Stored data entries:
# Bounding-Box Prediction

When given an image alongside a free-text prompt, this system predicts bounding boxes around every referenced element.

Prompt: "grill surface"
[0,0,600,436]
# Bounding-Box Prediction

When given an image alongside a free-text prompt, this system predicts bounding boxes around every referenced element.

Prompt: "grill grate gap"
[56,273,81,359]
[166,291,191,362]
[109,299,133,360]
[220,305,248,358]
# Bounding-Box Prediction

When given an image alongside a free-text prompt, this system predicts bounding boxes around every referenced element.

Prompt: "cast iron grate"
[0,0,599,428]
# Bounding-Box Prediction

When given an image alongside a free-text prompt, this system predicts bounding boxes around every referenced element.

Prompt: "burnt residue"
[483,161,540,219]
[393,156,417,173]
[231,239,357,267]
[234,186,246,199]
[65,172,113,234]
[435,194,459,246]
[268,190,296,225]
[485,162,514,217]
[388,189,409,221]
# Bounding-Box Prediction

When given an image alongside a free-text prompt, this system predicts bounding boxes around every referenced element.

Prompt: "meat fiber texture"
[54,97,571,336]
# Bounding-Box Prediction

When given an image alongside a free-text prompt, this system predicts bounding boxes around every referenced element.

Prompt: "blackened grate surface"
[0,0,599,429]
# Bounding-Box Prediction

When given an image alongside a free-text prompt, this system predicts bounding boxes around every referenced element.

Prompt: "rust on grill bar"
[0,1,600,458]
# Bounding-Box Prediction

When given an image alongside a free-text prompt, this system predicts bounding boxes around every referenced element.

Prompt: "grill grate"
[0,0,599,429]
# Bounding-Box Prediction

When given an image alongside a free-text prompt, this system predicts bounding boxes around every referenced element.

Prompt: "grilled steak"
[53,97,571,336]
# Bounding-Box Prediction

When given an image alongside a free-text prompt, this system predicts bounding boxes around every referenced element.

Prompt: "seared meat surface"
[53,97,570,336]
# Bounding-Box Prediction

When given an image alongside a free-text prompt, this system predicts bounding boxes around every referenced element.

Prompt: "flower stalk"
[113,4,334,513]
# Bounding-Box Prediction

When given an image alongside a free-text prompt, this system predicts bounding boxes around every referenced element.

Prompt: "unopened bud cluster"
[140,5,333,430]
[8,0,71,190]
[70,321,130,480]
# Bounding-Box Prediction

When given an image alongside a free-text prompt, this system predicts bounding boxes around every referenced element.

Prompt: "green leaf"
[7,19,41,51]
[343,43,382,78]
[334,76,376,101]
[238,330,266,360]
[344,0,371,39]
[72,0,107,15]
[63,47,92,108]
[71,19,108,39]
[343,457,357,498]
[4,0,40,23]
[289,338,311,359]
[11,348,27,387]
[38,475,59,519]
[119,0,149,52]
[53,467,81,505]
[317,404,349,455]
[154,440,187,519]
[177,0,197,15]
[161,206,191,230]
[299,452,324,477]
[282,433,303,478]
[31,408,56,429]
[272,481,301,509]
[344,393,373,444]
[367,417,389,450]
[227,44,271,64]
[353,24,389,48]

» Task objective
Every record, restated word for word, should make up your reply.

» Solution
# Bounding-Box Prediction

When given an image alongside a free-text prompt, this system predicts bounding boxes around every referenced element.

Prompt: "grill surface"
[0,0,600,436]
# Bounding-Box Prediction

When given an image alongside a free-text prompt, this system predicts bounding boxes around every referenced element.

Prompt: "grill grate gap"
[56,273,81,359]
[166,291,191,362]
[109,299,133,360]
[220,305,248,358]
# Bounding-Box Prediction

When given an image alongside a free-text prompt, this system predicts bounding boxes around every referenced element.

Prompt: "cast iron grate"
[0,0,599,428]
# Bounding-Box Prediction

When given an image alongside a free-text prompt, this system predicts bounding boxes around every referenced element.

Prompt: "burnt residue"
[483,161,540,219]
[393,156,417,173]
[231,239,357,267]
[234,186,246,199]
[65,172,113,234]
[435,194,459,246]
[268,190,296,225]
[485,162,514,217]
[388,189,409,221]
# Bounding-Box Prediction

When given an image alongside a free-text prompt, this system predicts bounding boxes around every referenced element.

Prompt: "meat fiber texture"
[54,97,571,336]
# Bounding-Box Prediction

When given an image alongside a free-text prompt, this system predicts bounding boxes around every referenced element.

Prompt: "blackened grate surface"
[0,0,599,429]
# Bounding-Box Prediction

When given an image alongside a free-text prompt, this system predicts bounding boxes around every referenced element.

Prompt: "rust on grill bar"
[0,1,600,458]
# Bounding-Box Prediction

When given an image alongside a free-text prompt, this system predicts bounding boxes around every referenced element.

Prompt: "grill grate"
[0,0,599,429]
# Bounding-Box Prediction

When given an image alongside a free-text prompt, this system predicts bounding boxes around every referenced element.

Prompt: "grilled steak"
[53,97,571,336]
# Bounding-Box Prediction

When given an image alongside a free-text prompt, this system predicts bounding boxes around every referenced element.

Prompt: "seared meat surface"
[53,97,570,336]
# Bounding-Box Prediction

When given an image alongside a free-text prompt, this system predicts bounding boxes around every referenced element.

Prompt: "flower stalk"
[113,4,334,513]
# Bounding-Box Prediction

When given an image alongside a free-text prompt, this system predicts bounding boxes around every referenced element.

Prompt: "unopened bud cluster"
[140,5,333,430]
[8,0,71,190]
[70,321,130,480]
# Bounding-Box Prediction

When given an image alongside a free-text prompt, this system predicts bounding boxes around every referenced element.

Prompt: "green leaf"
[7,19,41,51]
[343,43,382,78]
[334,76,376,101]
[238,330,266,360]
[344,0,371,39]
[72,0,107,15]
[63,47,92,108]
[71,19,108,39]
[343,457,357,498]
[4,0,40,23]
[289,338,311,359]
[11,348,27,387]
[38,475,59,519]
[119,0,149,52]
[53,467,81,505]
[317,404,349,455]
[154,440,187,519]
[177,0,197,15]
[161,206,191,230]
[299,452,324,477]
[282,433,303,478]
[31,408,56,429]
[272,481,301,509]
[344,393,373,444]
[367,417,389,450]
[227,44,271,64]
[353,24,389,48]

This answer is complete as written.